Collect every line of the records below that contains the word "grey", treating uppercase and lowercase as different.

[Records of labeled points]
# # #
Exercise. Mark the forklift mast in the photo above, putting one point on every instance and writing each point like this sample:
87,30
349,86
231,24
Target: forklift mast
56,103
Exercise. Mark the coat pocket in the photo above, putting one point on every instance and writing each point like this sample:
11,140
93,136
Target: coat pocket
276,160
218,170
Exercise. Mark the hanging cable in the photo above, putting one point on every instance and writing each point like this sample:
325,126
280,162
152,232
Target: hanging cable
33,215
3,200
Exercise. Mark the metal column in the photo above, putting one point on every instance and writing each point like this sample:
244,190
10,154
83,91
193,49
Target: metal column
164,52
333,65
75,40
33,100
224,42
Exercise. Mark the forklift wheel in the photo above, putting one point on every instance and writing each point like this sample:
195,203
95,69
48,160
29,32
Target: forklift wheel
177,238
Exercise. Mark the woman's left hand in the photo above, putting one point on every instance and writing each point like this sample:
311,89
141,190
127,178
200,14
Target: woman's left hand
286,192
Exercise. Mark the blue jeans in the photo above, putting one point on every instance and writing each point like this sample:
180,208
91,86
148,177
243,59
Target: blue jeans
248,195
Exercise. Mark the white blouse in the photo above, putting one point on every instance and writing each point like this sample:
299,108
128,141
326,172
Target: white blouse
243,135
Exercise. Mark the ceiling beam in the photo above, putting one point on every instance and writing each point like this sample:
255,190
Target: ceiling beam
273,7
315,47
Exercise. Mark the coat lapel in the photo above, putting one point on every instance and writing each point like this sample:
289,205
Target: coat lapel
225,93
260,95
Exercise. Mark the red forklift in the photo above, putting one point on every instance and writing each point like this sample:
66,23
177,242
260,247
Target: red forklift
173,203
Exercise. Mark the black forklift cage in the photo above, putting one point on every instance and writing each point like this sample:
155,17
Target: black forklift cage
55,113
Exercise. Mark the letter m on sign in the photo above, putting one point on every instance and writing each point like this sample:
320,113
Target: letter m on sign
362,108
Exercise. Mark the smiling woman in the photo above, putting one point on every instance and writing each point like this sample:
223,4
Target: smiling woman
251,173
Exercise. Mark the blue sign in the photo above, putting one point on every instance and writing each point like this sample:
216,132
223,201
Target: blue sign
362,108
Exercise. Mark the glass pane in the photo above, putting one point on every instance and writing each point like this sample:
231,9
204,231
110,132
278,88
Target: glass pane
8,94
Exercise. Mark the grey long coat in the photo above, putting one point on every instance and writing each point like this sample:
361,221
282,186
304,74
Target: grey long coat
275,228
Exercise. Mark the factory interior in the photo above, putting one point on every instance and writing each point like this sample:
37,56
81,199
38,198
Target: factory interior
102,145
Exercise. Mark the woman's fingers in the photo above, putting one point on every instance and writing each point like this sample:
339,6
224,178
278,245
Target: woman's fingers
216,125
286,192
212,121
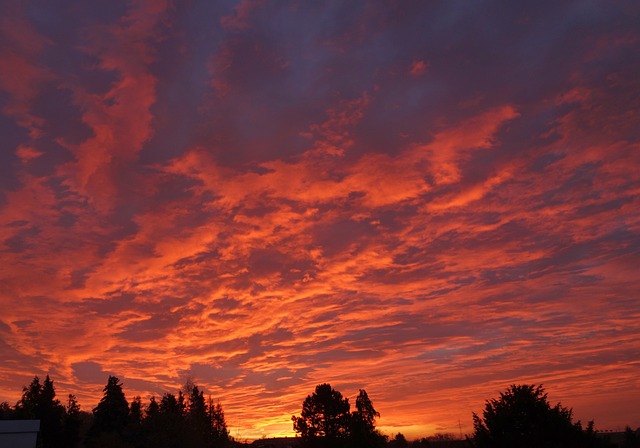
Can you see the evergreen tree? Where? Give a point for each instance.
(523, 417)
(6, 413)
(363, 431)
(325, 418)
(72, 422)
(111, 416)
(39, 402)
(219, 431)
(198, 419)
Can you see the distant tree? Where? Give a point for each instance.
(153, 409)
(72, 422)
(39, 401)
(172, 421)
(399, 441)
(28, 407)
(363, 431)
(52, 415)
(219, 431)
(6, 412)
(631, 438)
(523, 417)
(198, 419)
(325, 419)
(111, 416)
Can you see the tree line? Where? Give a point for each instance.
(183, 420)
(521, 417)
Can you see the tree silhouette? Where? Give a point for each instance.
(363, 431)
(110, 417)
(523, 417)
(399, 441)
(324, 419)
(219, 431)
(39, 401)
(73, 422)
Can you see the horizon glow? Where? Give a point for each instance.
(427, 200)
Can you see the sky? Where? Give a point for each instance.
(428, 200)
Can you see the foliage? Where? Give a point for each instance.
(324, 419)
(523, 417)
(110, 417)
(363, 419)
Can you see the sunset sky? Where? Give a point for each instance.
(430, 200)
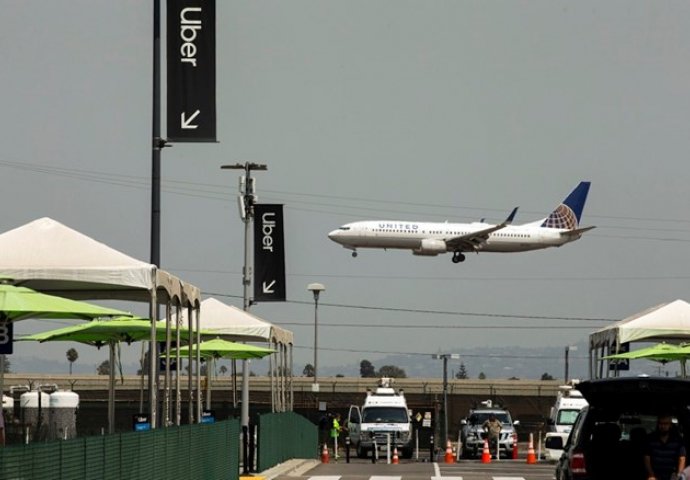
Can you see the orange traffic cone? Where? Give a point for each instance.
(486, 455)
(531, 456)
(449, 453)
# # #
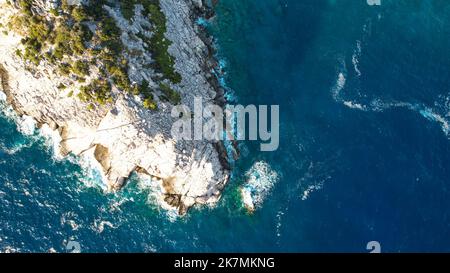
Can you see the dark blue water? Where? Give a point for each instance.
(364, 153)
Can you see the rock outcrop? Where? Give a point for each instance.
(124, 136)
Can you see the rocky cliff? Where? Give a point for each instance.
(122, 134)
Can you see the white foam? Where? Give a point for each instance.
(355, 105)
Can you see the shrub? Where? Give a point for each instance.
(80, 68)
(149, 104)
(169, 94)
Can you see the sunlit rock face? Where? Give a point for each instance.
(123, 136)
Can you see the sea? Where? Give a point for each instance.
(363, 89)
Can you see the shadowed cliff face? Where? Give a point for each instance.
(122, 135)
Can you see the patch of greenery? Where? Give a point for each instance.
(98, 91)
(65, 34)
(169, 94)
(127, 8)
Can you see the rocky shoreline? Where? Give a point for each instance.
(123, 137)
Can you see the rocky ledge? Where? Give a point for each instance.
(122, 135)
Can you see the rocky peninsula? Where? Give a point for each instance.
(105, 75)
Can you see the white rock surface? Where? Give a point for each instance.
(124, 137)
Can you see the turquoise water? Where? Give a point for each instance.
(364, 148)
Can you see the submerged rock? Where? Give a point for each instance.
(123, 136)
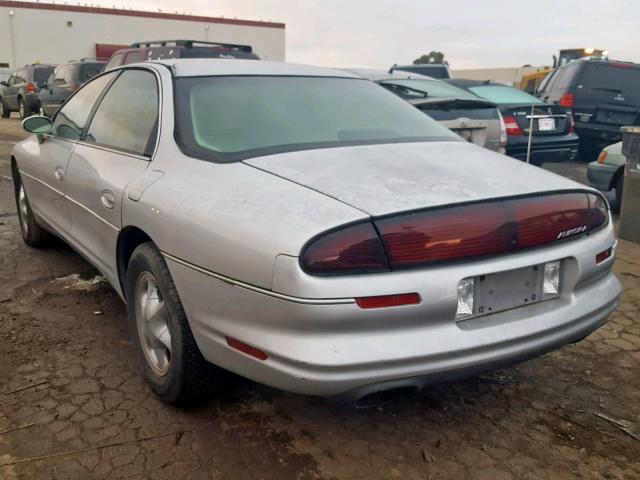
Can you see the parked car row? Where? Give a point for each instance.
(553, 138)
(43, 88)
# # #
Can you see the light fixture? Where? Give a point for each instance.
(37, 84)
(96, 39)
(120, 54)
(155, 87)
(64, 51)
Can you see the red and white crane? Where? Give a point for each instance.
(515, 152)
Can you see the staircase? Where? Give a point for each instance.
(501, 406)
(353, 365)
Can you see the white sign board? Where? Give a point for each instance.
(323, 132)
# # #
**Solution for this task**
Exercise. Mark the grey long coat in the photo above, putting one point on every instance and writing each point like this sample:
Target: grey long coat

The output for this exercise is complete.